AUSZUG AUS QUELLE:
=====

Unberücksichtigt bleibt die Frage, wer Inhaber des Datenbankschutzrechts an der Wikipedia als Ganzes ist (§§ 87a ff. UrhG). Die Antwort ist strittig, siehe http://de.wikipedia.org/wiki/Benutzer_Diskussion:Southpark#Pflegestandard
Bei der Wikipedia handelt es sich meines Erachtens um eine geschützte Datenbank, wobei als Inhaber des Schutzrechtes meines Erachtens derjenige anzusehen ist, der die zehntausende Einzelbeiträge der Öffentlichkeit mit erheblichem finanziellem Aufwand zugänglich macht: die Wikimedia Foundation (WMF). Es spricht einiges dafür, dass die WMF auch als "Publisher" im Sinne der GNU FDL fungiert.
Man mag argumentieren, dass ein Wiki keine geschützte Datenbank darstellt. Das erscheint mir nicht schlüssig.
Man mag argumentieren, dass die WMF als Inhaber des Schutzrechtes stillschweigend auf die Ausübung des bestehenden Datenbankschutzrechtes verzichtet. Das kann man vertreten, näher liegt freilich die Annahme, dass jegliche Nutzung der Inhalte der Wikipedia , soweit das Urheberrecht tangiert ist (das markenrechtlich geschützte Logo ist bekanntlich nicht frei!) gemäß der GNU FDL erfolgt und das Datenbankschutzrecht ist ja ein Leistungsschutzrecht im Rahmen des Urheberrechtsgesetzes.

=====

ANGEZEIGTE DATEN:
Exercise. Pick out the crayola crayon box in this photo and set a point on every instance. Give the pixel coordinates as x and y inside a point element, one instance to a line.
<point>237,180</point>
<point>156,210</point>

=====

DIE AUFGABEN:
• 1. Schreiben Sie aus dem Auszug zum Datenbankschutzrecht der Wikipedia den Abschnitt ab, der bei „Unberücksichtigt bleibt die“ beginnt und bei „GNU FDL fungiert.“ endet.
• 2. Prüfen Sie anhand des Auszugs zum Datenbankschutzrecht der Wikipedia, ob die folgenden Aussagen zutreffen, und belegen Sie jede Antwort mit Ja oder Nein und den entscheidenden Worten des Auszugs im genauen Wortlaut: (a) Wer Inhaber des Datenbankschutzrechts an der Wikipedia als Ganzes ist, wird als umstritten bezeichnet. (b) Das Logo der Wikipedia ist frei nutzbar. (c) Die Ansicht, ein Wiki stelle keine geschützte Datenbank dar, wird im Auszug als schlüssig eingeschätzt.

BEARBEITETE AUFGABEN:
• 1.
Unberücksichtigt bleibt die Frage, wer Inhaber des Datenbankschutzrechts an der Wikipedia als Ganzes ist (§§ 87a ff. UrhG). Die Antwort ist strittig, siehe http://de.wikipedia.org/wiki/Benutzer_Diskussion:Southpark#Pflegestandard
Bei der Wikipedia handelt es sich meines Erachtens um eine geschützte Datenbank, wobei als Inhaber des Schutzrechtes meines Erachtens derjenige anzusehen ist, der die zehntausende Einzelbeiträge der Öffentlichkeit mit erheblichem finanziellem Aufwand zugänglich macht: die Wikimedia Foundation (WMF). Es spricht einiges dafür, dass die WMF auch als "Publisher" im Sinne der GNU FDL fungiert.

• 2.
(a) Ja: „Die Antwort ist strittig“
(b) Nein: „das markenrechtlich geschützte Logo ist bekanntlich nicht frei!“
(c) Nein: „Das erscheint mir nicht schlüssig.“